Assignment:
Your task is to repeat the records exactly from the line containing "Objective: one point per instance of the distant" onward, through the final line.

Saved entries:

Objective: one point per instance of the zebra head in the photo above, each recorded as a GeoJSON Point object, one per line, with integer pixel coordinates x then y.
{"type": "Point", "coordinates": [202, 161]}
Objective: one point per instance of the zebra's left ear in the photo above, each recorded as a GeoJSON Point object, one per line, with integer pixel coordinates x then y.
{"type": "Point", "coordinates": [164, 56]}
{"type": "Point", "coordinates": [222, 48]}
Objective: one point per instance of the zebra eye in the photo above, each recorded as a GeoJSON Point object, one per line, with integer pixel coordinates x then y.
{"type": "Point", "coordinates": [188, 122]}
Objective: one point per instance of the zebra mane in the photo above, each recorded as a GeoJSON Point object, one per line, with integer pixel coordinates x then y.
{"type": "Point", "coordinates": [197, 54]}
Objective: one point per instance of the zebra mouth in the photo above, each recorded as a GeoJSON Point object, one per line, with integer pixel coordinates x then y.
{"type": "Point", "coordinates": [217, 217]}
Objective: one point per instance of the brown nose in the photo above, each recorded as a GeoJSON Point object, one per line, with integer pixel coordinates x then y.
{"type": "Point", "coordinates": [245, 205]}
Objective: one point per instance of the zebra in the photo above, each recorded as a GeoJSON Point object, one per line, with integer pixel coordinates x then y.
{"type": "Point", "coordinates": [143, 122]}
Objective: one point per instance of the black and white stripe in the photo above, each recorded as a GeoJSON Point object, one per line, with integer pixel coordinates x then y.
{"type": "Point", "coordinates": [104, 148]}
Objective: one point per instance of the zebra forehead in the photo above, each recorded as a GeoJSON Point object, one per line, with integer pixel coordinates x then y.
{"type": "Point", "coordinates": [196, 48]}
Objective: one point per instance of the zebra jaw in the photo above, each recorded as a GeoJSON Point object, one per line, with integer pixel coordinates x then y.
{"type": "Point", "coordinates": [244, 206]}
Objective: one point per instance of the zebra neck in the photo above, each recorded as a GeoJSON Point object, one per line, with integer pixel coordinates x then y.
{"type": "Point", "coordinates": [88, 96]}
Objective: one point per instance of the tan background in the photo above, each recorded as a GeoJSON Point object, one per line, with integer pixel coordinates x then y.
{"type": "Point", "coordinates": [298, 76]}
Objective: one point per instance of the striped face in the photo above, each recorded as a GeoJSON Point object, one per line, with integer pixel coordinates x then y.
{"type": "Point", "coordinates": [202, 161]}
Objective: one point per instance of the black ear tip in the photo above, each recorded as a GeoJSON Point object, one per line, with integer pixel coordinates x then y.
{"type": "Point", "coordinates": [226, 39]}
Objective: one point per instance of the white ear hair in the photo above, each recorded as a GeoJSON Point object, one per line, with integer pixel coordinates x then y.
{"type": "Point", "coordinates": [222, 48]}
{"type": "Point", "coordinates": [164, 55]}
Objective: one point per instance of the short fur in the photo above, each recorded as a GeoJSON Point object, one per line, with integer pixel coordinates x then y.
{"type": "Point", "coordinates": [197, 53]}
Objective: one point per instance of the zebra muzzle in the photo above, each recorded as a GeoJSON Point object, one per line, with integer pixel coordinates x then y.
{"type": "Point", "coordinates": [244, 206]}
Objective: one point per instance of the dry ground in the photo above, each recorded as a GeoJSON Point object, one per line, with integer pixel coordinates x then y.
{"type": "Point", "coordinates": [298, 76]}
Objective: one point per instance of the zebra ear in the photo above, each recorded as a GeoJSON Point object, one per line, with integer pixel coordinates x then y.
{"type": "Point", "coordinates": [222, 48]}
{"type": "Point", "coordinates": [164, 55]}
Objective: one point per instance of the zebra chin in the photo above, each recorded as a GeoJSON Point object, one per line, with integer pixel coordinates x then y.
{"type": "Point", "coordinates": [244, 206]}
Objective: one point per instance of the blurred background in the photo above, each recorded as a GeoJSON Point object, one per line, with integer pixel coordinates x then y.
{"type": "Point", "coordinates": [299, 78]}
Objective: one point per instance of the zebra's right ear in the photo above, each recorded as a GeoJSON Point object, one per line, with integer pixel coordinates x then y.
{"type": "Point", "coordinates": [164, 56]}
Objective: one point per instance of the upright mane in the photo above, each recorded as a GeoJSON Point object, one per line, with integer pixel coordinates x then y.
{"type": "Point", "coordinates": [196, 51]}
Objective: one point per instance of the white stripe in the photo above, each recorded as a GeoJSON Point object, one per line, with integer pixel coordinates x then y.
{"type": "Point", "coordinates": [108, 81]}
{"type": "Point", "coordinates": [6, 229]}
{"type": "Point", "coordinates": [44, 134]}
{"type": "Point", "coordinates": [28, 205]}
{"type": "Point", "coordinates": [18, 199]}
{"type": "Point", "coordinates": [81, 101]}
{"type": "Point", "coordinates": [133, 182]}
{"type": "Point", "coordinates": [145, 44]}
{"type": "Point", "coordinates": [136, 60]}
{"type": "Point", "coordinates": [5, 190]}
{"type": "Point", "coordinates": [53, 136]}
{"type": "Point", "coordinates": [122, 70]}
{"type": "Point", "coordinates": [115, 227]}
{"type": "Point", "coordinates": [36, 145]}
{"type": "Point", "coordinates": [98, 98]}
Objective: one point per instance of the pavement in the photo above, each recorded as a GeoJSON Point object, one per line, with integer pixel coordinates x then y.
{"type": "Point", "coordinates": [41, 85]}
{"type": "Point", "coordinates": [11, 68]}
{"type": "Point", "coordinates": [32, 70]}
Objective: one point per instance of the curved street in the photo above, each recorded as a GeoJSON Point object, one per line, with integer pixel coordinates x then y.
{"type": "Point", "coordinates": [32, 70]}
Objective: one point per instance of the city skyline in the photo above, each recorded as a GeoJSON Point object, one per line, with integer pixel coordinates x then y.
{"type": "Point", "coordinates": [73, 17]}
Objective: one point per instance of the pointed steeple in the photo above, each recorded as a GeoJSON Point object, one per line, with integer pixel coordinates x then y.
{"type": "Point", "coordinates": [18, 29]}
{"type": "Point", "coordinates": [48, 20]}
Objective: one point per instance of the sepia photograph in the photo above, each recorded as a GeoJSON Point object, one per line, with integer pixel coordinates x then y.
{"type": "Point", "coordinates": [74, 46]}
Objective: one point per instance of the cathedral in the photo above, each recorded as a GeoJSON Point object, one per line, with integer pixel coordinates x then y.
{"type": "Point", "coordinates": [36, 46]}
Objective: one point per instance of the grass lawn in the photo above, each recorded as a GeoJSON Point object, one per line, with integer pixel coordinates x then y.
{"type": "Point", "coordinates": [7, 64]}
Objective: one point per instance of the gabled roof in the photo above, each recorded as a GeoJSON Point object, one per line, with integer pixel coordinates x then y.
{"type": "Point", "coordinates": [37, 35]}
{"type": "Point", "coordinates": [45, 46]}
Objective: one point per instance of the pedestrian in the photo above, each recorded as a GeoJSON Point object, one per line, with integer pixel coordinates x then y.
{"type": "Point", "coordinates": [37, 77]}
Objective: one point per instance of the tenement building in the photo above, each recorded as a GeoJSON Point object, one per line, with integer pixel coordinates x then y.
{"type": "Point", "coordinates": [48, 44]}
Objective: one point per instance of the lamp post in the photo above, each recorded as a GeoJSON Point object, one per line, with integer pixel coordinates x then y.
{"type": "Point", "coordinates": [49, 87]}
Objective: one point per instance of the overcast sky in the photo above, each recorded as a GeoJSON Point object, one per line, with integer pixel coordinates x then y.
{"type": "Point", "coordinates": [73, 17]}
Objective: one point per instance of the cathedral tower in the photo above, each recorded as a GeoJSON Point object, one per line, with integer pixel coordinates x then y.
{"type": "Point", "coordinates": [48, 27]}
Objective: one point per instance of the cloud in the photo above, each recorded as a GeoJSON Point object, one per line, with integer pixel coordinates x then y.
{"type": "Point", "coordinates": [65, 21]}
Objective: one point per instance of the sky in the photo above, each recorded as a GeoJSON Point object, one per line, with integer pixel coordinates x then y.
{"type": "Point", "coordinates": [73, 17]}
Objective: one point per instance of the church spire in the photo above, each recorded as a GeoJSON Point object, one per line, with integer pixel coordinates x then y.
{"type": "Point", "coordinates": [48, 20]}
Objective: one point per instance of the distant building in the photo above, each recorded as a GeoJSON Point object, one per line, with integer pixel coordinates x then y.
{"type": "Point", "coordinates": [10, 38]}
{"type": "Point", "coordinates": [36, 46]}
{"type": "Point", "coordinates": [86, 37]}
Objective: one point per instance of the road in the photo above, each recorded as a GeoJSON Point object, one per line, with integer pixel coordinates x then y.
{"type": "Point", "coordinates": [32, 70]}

Exercise output:
Objective: one point per instance of the distant building in the photo above, each recorded as a GeoJSON Point object, one per line, with integer pixel coordinates x then y.
{"type": "Point", "coordinates": [10, 38]}
{"type": "Point", "coordinates": [36, 46]}
{"type": "Point", "coordinates": [86, 37]}
Objective: one point per instance of the road in the photo above, each recorded as a GeoJSON Point object, one per line, with integer pixel coordinates x then y.
{"type": "Point", "coordinates": [32, 70]}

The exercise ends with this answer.